[Region labeling records]
___
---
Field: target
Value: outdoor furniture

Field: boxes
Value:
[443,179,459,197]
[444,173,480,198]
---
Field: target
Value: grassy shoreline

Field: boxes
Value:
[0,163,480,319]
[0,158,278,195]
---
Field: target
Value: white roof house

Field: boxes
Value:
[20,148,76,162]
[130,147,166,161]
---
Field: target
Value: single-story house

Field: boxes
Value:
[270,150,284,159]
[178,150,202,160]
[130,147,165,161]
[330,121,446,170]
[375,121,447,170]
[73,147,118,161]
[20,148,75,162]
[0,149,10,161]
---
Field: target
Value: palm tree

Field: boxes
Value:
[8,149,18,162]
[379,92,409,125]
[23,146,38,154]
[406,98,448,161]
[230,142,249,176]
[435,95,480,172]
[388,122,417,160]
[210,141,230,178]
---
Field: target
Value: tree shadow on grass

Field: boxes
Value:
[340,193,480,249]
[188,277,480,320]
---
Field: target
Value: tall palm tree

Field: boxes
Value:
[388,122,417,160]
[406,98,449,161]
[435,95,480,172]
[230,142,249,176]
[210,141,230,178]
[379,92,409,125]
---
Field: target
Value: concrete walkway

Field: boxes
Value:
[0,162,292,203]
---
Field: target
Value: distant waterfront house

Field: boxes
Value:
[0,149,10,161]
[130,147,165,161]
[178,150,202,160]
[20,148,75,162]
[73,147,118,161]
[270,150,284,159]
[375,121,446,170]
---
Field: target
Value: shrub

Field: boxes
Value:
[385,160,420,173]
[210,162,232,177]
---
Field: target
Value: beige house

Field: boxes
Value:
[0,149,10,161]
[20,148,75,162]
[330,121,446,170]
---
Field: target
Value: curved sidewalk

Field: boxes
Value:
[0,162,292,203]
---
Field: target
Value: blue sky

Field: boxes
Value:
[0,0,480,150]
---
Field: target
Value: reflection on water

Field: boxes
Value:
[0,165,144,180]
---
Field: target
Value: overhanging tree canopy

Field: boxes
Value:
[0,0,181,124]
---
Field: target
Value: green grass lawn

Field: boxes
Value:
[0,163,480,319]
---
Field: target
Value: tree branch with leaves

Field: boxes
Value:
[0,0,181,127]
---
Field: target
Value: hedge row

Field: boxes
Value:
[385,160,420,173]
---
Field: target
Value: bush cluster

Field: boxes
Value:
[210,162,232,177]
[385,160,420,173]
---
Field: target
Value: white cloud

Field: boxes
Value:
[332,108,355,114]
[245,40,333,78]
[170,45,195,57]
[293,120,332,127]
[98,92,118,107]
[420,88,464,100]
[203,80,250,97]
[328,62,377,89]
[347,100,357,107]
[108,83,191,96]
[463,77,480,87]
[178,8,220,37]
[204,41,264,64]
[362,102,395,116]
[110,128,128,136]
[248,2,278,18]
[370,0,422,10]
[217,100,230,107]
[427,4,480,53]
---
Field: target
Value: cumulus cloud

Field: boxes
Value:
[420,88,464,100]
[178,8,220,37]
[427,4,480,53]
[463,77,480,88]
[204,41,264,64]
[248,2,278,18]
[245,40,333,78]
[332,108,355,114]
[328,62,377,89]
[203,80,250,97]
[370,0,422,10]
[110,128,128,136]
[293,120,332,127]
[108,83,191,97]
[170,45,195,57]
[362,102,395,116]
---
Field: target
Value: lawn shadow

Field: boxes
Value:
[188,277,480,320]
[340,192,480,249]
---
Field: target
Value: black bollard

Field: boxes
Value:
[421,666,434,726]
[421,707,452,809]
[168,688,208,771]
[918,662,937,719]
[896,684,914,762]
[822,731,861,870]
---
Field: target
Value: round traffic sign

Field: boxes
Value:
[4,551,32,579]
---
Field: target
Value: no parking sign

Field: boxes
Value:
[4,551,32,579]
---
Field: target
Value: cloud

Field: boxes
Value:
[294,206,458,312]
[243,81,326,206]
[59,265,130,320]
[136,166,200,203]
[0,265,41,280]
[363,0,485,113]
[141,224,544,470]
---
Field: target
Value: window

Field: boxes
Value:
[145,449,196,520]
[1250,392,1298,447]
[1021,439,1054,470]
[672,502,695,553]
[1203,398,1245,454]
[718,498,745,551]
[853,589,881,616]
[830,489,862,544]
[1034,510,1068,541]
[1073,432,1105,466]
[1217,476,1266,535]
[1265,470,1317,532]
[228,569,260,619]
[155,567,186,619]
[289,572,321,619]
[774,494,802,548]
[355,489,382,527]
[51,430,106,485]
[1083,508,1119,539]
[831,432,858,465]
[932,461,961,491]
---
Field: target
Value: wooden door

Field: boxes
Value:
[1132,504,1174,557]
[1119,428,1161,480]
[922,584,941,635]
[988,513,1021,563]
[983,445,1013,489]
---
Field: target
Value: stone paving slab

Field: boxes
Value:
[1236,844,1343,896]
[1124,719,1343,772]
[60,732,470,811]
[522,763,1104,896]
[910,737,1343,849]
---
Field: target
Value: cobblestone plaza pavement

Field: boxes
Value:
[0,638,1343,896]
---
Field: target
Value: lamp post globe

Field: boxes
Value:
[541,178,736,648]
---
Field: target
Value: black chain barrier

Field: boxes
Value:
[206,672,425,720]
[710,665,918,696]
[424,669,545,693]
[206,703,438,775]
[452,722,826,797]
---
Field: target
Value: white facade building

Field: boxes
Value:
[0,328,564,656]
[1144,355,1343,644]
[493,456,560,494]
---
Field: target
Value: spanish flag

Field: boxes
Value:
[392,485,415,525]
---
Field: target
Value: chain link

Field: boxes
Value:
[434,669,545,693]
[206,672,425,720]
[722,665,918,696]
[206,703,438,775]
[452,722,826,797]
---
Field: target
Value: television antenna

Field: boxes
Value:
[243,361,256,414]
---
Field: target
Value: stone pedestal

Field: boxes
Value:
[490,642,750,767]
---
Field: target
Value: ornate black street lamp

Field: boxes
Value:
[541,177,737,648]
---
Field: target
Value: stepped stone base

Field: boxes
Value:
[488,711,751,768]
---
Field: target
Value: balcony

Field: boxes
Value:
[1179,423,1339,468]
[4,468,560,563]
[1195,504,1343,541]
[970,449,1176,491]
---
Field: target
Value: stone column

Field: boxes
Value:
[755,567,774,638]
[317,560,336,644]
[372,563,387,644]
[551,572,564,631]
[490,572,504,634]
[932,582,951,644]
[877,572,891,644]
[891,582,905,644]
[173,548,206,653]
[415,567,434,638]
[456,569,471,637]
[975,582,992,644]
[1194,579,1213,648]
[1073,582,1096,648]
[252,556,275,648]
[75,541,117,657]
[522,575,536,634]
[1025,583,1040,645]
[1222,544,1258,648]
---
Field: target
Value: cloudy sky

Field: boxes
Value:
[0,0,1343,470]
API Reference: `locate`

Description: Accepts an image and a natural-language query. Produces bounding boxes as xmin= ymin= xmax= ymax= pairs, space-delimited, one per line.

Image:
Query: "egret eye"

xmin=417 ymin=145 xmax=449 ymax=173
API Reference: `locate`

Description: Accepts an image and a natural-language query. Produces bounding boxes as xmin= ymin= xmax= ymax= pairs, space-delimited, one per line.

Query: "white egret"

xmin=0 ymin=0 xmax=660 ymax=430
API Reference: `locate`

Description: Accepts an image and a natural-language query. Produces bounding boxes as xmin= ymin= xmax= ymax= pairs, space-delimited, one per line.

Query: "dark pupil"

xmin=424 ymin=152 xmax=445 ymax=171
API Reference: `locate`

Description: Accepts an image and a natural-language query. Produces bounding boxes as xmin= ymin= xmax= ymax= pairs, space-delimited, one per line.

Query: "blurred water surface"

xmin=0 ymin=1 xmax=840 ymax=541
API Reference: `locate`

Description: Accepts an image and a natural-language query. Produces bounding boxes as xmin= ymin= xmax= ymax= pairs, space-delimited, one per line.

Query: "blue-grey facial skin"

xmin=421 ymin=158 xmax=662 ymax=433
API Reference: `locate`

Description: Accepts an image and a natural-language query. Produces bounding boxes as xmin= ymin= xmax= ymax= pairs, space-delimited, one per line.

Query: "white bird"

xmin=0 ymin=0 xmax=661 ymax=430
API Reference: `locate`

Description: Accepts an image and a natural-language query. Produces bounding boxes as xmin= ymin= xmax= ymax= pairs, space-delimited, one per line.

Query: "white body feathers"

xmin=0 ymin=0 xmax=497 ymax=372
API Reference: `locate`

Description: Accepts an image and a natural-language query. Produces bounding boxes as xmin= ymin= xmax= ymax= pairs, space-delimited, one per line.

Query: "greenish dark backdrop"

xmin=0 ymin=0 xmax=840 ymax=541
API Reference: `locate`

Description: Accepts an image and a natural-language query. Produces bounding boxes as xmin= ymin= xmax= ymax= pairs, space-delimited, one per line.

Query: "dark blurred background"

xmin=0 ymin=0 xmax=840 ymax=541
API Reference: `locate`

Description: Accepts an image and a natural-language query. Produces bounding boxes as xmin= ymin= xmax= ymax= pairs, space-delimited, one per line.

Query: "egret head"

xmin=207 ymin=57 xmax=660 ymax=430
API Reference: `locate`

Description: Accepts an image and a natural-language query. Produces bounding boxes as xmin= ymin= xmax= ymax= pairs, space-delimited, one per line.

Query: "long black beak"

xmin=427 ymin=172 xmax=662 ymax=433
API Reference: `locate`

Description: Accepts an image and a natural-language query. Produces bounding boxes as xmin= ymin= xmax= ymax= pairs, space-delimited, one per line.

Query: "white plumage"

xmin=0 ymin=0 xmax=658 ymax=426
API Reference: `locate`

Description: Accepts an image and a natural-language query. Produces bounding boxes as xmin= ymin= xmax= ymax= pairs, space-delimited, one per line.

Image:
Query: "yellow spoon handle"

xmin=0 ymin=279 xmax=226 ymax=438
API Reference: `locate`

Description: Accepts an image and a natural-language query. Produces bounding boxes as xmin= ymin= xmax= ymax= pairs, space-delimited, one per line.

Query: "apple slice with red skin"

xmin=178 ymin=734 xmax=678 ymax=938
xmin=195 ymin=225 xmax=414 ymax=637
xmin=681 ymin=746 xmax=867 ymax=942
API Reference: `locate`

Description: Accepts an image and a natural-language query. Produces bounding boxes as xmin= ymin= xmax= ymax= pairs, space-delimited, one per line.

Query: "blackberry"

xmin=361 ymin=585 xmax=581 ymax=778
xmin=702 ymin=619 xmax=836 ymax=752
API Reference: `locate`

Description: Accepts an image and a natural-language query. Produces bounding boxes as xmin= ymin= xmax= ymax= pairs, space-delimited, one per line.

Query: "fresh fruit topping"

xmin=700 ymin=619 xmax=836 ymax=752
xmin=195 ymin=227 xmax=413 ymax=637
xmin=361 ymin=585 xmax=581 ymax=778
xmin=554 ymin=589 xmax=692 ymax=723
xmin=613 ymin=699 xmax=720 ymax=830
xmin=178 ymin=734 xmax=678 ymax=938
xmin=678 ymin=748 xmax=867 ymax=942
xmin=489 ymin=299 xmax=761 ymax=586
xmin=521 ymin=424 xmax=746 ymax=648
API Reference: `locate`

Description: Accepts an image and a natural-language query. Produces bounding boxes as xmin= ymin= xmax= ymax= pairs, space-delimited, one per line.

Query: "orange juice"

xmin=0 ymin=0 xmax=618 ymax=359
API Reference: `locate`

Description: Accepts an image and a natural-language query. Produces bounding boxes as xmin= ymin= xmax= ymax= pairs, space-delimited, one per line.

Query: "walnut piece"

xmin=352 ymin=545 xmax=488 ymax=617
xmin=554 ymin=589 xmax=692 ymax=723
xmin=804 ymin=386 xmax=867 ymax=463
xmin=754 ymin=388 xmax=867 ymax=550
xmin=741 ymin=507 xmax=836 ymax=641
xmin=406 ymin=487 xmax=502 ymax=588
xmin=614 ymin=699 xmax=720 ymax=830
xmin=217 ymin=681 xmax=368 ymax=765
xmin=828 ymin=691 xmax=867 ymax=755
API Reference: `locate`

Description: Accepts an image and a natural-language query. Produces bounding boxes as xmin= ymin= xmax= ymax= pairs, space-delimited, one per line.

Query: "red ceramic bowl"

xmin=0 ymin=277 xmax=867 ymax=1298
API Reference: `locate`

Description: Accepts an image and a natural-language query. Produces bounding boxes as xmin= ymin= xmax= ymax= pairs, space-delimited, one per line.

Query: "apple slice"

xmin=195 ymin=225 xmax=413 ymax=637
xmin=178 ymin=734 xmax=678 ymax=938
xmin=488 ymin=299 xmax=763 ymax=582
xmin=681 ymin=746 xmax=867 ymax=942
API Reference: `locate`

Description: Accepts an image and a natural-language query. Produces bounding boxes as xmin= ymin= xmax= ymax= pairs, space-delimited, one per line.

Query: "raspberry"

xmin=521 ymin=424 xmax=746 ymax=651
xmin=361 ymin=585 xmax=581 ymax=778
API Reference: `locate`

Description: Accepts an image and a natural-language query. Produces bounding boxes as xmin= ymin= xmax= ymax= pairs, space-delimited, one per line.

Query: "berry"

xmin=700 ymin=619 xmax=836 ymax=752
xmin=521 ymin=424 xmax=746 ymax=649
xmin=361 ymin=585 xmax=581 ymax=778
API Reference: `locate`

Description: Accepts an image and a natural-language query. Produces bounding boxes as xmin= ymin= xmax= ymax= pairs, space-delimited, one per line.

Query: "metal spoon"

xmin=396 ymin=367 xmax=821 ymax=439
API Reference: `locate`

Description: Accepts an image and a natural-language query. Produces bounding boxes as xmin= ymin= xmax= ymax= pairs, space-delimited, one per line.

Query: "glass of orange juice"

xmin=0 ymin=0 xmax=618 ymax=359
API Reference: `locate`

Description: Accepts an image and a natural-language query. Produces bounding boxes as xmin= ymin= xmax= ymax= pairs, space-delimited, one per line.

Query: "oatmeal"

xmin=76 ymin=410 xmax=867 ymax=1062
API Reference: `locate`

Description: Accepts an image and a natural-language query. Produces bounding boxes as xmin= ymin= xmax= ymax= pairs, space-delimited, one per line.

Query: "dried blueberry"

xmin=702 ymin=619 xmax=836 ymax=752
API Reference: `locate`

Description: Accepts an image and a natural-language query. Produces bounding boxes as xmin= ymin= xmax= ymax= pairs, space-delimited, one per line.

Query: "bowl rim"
___
▶ **SET EXERCISE**
Reproduce the data word for word, starting at its first line and ending at the line that contains "[0,0,181,127]", with both of those lines included.

▶ **FINAL RESULT**
---
Field: target
Value: outdoor furniture

Field: boxes
Value:
[443,179,459,197]
[444,173,480,198]
---
Field: target
Value: grassy shoreline

Field: boxes
Value:
[0,163,480,319]
[0,158,278,195]
---
Field: target
Value: white roof house

Field: boxes
Value:
[20,148,76,162]
[130,147,166,161]
---
Field: target
Value: single-story house

Field: boxes
Value:
[270,150,284,159]
[178,150,202,160]
[130,147,165,161]
[330,121,446,170]
[375,121,447,170]
[73,147,118,161]
[20,148,75,162]
[0,149,10,161]
---
Field: target
Value: palm tree

Field: boxes
Value:
[8,149,18,162]
[379,92,409,125]
[23,146,38,154]
[406,98,448,161]
[230,142,249,176]
[435,95,480,172]
[388,122,417,160]
[210,141,230,178]
---
Field: target
Value: tree shadow on grass

Field: boxes
Value:
[340,193,480,249]
[188,277,480,320]
---
Field: target
Value: tall palm tree

Field: boxes
Value:
[388,122,417,160]
[406,98,449,161]
[435,95,480,172]
[230,142,249,176]
[210,141,230,178]
[379,92,409,125]
---
Field: target
Value: concrete walkway

Field: boxes
Value:
[0,162,292,203]
---
Field: target
Value: distant waterfront house

Field: boxes
Value:
[0,149,10,161]
[130,147,165,161]
[178,150,202,160]
[20,148,75,162]
[73,147,118,161]
[270,150,284,159]
[375,121,446,170]
---
Field: target
Value: shrub

Field: boxes
Value:
[385,160,420,173]
[210,162,232,177]
---
Field: target
Value: beige house

Field: boxes
Value:
[0,149,10,161]
[20,148,75,162]
[330,121,446,170]
---
Field: target
Value: curved sidewalk

Field: boxes
Value:
[0,162,292,203]
---
Field: target
Value: blue sky

Field: boxes
Value:
[0,0,480,150]
---
Field: target
Value: reflection on water

Field: boxes
Value:
[0,165,144,180]
---
Field: target
Value: overhanging tree canopy

Field: boxes
Value:
[0,0,181,124]
---
Field: target
Value: green grass lawn

Field: boxes
Value:
[0,163,480,319]
---
Field: target
Value: tree branch with leaves

Field: boxes
Value:
[0,0,181,127]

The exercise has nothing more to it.